§ **Problem description**
Your task is to copy each line of the material that holds the word "several".
*** Opening Supplied records ***
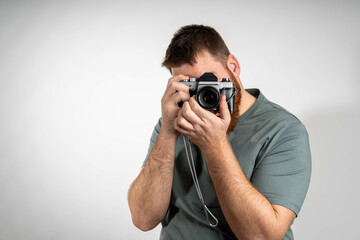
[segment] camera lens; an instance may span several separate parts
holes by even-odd
[[[213,87],[204,87],[197,95],[197,101],[205,109],[215,108],[219,104],[219,100],[219,92]]]

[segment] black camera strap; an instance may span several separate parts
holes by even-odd
[[[186,152],[186,156],[187,156],[187,160],[188,160],[188,164],[189,164],[189,168],[190,168],[190,172],[191,172],[191,176],[192,176],[192,179],[194,181],[194,186],[195,186],[195,189],[196,189],[196,192],[199,196],[199,199],[200,199],[200,202],[201,204],[203,205],[204,207],[204,212],[205,212],[205,217],[206,217],[206,221],[208,222],[208,224],[211,226],[211,227],[216,227],[219,223],[219,221],[217,220],[217,218],[211,213],[211,211],[208,209],[208,207],[206,206],[205,204],[205,201],[204,201],[204,198],[203,198],[203,195],[201,193],[201,189],[200,189],[200,184],[199,184],[199,180],[196,176],[196,169],[195,169],[195,164],[194,164],[194,158],[193,158],[193,155],[192,155],[192,151],[191,151],[191,144],[190,144],[190,140],[187,136],[185,135],[182,135],[183,137],[183,140],[184,140],[184,146],[185,146],[185,152]],[[189,152],[190,152],[190,158],[189,158]],[[212,224],[210,222],[210,219],[209,219],[209,214],[210,216],[215,220],[215,224]]]
[[[237,95],[237,93],[238,93],[238,90],[237,90],[236,87],[233,87],[233,89],[234,89],[234,91],[233,91],[233,93],[231,94],[231,96],[230,96],[228,99],[226,99],[226,102],[227,102],[227,103],[230,101],[230,99],[231,99],[233,96]]]

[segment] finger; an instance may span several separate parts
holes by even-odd
[[[182,80],[188,80],[188,79],[189,79],[188,76],[183,75],[183,74],[179,74],[179,75],[176,75],[176,76],[173,76],[173,77],[169,78],[168,85],[171,84],[172,82],[180,82]]]
[[[188,120],[192,125],[198,124],[202,125],[203,121],[201,118],[199,118],[198,115],[194,113],[194,111],[191,109],[190,104],[188,101],[184,102],[184,105],[181,108],[181,115]]]
[[[168,89],[169,87],[171,87],[172,84],[180,83],[181,81],[188,80],[188,79],[189,79],[189,77],[186,75],[183,75],[183,74],[173,76],[173,77],[169,78],[166,88]],[[185,84],[183,84],[183,85],[185,85]]]
[[[172,82],[167,86],[165,95],[170,96],[180,91],[189,93],[189,87],[181,82]]]
[[[174,121],[174,129],[175,129],[176,131],[178,131],[179,133],[185,134],[185,135],[187,135],[187,136],[190,136],[191,133],[192,133],[192,131],[189,131],[189,130],[183,128],[182,126],[180,126],[180,125],[178,124],[177,119],[175,119],[175,121]]]
[[[189,93],[185,93],[183,91],[176,92],[168,98],[169,102],[172,102],[174,105],[178,104],[179,102],[183,101],[186,102],[190,99]]]
[[[220,112],[220,118],[224,119],[225,121],[228,121],[231,118],[229,107],[226,102],[226,95],[221,96],[219,112]]]
[[[169,90],[174,93],[174,92],[179,92],[179,91],[183,91],[188,93],[189,92],[189,86],[181,83],[181,82],[172,82],[169,85]]]
[[[209,117],[211,117],[212,113],[203,109],[199,103],[195,100],[194,97],[189,99],[189,104],[191,109],[193,110],[193,112],[201,119],[207,119]]]
[[[181,114],[176,118],[176,124],[187,131],[194,131],[194,126]]]

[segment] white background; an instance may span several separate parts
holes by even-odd
[[[181,26],[213,26],[246,88],[299,117],[296,239],[359,239],[359,1],[0,1],[0,239],[158,239],[131,223]]]

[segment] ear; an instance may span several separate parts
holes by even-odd
[[[235,77],[240,76],[240,64],[234,55],[229,54],[226,60],[226,64]]]

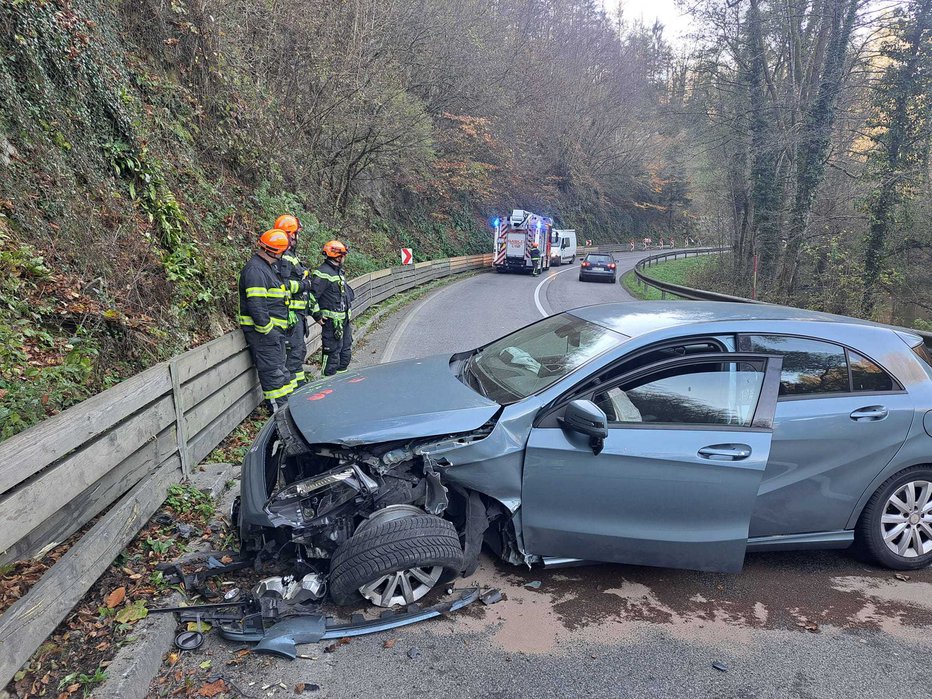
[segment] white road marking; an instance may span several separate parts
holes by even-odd
[[[543,306],[543,304],[540,302],[540,291],[541,291],[541,289],[544,288],[544,284],[546,284],[547,282],[549,282],[551,279],[553,279],[554,277],[556,277],[558,274],[563,274],[564,272],[572,272],[573,270],[577,270],[577,271],[578,271],[578,269],[579,269],[578,267],[576,267],[575,265],[572,265],[572,266],[570,266],[570,267],[567,267],[566,269],[561,269],[559,272],[553,272],[553,268],[551,268],[550,271],[553,272],[553,274],[548,274],[546,277],[544,277],[544,278],[541,280],[540,284],[537,285],[537,288],[534,289],[534,304],[537,306],[537,310],[540,311],[540,314],[541,314],[544,318],[546,318],[547,316],[550,315],[550,313],[548,313],[546,310],[544,310],[544,306]]]

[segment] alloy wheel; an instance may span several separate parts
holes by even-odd
[[[884,543],[897,556],[932,552],[932,482],[910,481],[887,498],[880,518]]]
[[[361,586],[359,594],[379,607],[406,606],[430,592],[441,575],[443,566],[399,570]]]

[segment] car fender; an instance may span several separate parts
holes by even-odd
[[[845,525],[845,529],[853,529],[857,525],[858,519],[861,517],[861,512],[864,511],[867,505],[867,501],[870,500],[871,496],[877,492],[877,489],[883,485],[884,481],[890,478],[890,476],[904,471],[907,468],[932,464],[930,454],[932,454],[932,437],[926,434],[922,426],[922,420],[917,420],[914,416],[906,441],[900,445],[900,448],[893,455],[893,458],[890,459],[880,473],[877,474],[877,477],[865,488],[861,497],[858,498],[851,512],[851,516],[848,518],[848,523]]]

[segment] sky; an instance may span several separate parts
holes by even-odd
[[[689,17],[677,9],[676,0],[602,0],[602,4],[609,12],[620,4],[626,18],[641,18],[647,25],[659,19],[667,39],[676,39],[689,29]]]

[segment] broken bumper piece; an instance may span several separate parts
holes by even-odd
[[[296,646],[302,643],[318,643],[397,629],[455,612],[477,599],[479,588],[471,588],[457,599],[433,607],[420,609],[417,605],[411,605],[404,612],[384,612],[378,619],[360,620],[361,615],[354,615],[348,624],[334,623],[330,617],[321,614],[309,614],[287,617],[268,629],[263,629],[260,620],[247,617],[242,622],[221,624],[220,633],[230,641],[258,642],[254,649],[257,653],[269,653],[293,660],[298,655]]]

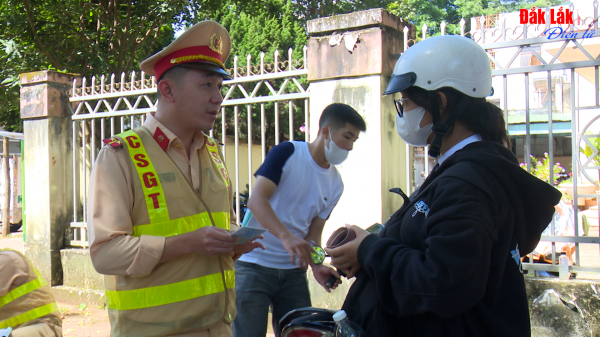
*** Closing Supplied records ***
§ **Answer for this exercise**
[segment] camera lens; an instance may span several separate parts
[segment] black camera strap; an instance may span several separate parts
[segment] finger; an instance may span several separate parts
[segment] white background; an instance may span several separate parts
[segment] ear; an instance may span several separate parts
[segment] white road marking; an instance may span several separate parts
[segment] alloy wheel; an instance may span several separate parts
[segment] car fender; an instance may span several separate parts
[segment] sky; an instance may span several separate parts
[segment] broken bumper piece; an instance may span several separate parts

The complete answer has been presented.